[Segmentation dataset rows]
======

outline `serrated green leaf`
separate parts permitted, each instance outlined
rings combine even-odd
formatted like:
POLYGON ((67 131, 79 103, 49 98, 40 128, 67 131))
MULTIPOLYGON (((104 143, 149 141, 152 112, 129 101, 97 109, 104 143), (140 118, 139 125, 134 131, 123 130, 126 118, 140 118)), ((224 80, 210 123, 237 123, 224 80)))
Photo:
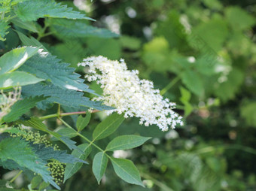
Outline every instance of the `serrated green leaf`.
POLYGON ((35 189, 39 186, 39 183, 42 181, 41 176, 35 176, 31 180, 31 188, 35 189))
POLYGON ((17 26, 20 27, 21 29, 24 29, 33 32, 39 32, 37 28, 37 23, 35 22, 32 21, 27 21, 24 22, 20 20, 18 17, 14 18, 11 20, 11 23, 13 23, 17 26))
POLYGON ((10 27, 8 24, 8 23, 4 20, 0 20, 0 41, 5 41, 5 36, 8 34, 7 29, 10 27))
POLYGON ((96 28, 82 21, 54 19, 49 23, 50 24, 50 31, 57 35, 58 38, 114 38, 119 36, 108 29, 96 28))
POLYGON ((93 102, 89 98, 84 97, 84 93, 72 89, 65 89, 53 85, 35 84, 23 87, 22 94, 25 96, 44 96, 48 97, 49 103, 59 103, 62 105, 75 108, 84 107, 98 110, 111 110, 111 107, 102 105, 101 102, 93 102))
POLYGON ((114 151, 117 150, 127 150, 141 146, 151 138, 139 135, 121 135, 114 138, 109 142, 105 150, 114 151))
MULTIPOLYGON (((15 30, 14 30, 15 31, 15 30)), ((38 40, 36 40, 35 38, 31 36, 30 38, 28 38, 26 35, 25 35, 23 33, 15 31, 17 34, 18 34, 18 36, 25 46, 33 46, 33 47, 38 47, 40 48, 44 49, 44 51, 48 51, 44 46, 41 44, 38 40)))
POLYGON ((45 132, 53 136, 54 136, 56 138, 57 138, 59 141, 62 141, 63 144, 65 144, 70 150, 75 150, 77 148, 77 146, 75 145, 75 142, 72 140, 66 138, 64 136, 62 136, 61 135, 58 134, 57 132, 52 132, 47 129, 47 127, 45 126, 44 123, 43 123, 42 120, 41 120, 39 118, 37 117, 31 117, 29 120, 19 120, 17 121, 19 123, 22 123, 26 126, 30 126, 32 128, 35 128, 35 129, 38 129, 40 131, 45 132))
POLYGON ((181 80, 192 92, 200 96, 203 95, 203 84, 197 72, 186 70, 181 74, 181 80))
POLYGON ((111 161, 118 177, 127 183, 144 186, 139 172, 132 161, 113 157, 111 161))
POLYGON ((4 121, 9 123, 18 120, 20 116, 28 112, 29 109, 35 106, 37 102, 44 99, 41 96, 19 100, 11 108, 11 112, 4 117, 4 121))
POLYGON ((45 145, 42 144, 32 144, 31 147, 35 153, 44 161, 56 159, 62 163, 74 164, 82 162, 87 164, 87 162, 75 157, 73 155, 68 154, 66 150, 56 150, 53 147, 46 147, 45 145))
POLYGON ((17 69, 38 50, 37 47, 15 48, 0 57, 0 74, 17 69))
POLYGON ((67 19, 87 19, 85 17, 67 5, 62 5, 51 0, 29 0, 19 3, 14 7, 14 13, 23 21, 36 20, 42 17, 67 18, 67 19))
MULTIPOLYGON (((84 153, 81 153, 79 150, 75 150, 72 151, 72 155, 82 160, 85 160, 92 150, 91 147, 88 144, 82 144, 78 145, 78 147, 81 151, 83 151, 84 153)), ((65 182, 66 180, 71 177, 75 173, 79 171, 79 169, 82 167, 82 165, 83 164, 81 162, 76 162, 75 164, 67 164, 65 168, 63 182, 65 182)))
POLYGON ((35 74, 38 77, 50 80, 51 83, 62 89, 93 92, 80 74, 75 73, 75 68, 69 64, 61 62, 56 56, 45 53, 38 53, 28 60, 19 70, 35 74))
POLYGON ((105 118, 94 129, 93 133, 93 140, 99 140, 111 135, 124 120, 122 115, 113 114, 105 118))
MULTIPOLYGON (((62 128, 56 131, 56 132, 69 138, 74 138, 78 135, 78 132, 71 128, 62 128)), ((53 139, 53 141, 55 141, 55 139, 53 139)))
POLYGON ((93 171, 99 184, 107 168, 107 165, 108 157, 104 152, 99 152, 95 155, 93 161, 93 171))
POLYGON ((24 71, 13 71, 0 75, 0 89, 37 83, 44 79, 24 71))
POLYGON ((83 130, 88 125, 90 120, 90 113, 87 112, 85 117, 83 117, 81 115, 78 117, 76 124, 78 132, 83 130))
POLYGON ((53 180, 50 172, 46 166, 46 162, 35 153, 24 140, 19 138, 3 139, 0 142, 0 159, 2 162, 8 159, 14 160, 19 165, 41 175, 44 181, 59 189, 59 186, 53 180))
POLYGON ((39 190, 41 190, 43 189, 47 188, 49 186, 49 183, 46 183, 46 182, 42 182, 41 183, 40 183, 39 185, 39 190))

======

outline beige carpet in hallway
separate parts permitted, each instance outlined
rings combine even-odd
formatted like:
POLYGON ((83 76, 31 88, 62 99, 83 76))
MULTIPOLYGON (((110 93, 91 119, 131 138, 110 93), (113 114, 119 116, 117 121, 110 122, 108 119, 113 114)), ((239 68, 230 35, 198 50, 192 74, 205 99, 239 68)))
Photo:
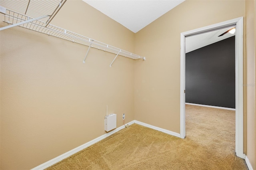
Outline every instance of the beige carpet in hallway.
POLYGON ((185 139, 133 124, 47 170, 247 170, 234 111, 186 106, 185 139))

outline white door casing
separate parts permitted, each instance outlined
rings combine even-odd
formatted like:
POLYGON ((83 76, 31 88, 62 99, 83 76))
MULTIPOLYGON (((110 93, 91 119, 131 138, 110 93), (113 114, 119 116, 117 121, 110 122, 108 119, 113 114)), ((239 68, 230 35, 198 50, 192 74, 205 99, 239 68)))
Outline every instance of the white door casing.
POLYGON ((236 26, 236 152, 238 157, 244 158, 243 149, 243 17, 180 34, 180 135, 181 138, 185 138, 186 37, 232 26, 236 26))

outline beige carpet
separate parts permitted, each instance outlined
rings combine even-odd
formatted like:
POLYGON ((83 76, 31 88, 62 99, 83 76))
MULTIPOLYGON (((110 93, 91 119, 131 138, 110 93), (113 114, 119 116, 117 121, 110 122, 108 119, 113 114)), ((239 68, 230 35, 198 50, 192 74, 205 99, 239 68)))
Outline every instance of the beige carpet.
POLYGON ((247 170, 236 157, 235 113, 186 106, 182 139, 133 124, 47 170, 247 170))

======

**YOUR OBJECTIVE**
Copy the rows from the line with "outline white door casing" up to and including the line with "Outline every instance of the white", switching "door casing" to "door frame" and leaving everything else the same.

**RESPONSE TO THIS EXERCISE**
outline white door frame
separate parts permitted, each instance outlined
rings combine even-odd
formatted like:
POLYGON ((83 76, 31 88, 62 99, 83 76))
MULTIPOLYGON (((110 93, 91 119, 131 138, 110 93), (113 114, 119 116, 117 121, 110 122, 108 119, 113 114)), ((239 68, 230 35, 198 50, 192 74, 205 99, 239 68)))
Outline every instance of the white door frame.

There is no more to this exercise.